# Stored data
:::
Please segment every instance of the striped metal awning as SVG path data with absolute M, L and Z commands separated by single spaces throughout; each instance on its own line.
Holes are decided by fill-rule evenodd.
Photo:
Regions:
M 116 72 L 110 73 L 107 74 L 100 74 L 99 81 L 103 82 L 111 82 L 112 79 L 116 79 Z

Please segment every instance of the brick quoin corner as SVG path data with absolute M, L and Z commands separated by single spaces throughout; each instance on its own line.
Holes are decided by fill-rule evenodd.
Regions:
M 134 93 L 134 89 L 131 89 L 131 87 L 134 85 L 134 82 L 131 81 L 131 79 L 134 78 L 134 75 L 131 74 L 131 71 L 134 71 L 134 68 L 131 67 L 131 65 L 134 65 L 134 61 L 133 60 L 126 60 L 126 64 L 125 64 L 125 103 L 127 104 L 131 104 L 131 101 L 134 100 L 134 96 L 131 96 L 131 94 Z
:::
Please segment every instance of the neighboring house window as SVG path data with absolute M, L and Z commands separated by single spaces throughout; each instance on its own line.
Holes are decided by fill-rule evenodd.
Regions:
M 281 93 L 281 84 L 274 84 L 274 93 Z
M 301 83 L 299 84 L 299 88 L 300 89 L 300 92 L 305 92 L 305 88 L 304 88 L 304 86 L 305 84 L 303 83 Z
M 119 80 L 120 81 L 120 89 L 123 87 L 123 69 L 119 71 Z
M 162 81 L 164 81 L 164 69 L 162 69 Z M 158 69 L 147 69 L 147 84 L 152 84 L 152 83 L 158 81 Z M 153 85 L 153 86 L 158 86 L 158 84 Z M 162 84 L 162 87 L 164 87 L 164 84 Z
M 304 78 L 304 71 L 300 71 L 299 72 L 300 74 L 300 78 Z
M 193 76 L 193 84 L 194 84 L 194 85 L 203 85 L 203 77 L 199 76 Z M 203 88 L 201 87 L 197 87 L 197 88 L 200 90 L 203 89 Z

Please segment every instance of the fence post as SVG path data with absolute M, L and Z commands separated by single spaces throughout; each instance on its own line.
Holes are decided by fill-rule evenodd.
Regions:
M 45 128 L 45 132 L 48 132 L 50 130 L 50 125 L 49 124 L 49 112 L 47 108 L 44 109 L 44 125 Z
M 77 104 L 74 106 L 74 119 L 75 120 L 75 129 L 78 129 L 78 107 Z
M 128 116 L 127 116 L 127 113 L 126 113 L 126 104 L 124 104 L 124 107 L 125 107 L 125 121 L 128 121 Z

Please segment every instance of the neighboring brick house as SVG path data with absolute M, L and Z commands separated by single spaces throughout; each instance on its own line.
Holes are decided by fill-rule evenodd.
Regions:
:::
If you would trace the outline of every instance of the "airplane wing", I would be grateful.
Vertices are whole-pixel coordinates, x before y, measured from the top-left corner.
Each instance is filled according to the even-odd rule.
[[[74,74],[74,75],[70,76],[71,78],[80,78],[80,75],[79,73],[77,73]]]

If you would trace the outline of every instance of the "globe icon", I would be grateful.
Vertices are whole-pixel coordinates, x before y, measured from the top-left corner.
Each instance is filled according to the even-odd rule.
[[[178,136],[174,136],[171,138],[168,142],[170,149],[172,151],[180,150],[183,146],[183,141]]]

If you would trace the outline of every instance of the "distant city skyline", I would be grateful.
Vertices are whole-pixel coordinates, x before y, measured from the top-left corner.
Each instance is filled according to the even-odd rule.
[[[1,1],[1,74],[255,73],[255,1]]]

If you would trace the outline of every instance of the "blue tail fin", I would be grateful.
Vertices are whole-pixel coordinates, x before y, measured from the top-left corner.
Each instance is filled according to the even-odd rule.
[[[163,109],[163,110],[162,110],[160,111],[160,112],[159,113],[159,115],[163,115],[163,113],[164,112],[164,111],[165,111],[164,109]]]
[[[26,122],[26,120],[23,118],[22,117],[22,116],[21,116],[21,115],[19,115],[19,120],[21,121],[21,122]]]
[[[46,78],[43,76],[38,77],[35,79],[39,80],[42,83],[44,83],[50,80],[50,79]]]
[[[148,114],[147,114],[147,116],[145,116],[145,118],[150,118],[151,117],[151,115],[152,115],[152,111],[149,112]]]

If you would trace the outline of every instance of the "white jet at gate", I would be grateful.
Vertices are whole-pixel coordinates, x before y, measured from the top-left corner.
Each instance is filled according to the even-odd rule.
:::
# Directions for this task
Write out the data again with no changes, starting with the line that contains "Please segment every instance of the striped" and going on through the line that contains "M 134 93 L 134", including both of those lines.

# Reply to the exercise
Please segment every instance of the striped metal awning as SVG path data with absolute M, L and Z commands separated by single spaces throughout; each instance on its own line.
Holes are decided by fill-rule evenodd.
Photo:
Regions:
M 116 72 L 110 73 L 107 74 L 100 74 L 99 81 L 103 82 L 111 82 L 112 79 L 116 79 Z

Please segment every instance of the brick quoin corner as SVG path data with absolute M, L and Z commands separated by single spaces throughout; each instance on its own line.
Holes are decided by fill-rule evenodd.
Regions:
M 134 93 L 134 89 L 131 89 L 131 87 L 134 85 L 134 82 L 131 81 L 131 79 L 134 78 L 134 75 L 131 74 L 131 71 L 134 71 L 134 68 L 131 67 L 131 65 L 134 65 L 134 61 L 133 60 L 126 60 L 126 64 L 125 64 L 125 103 L 127 104 L 131 104 L 131 101 L 134 100 L 134 96 L 131 96 L 131 94 Z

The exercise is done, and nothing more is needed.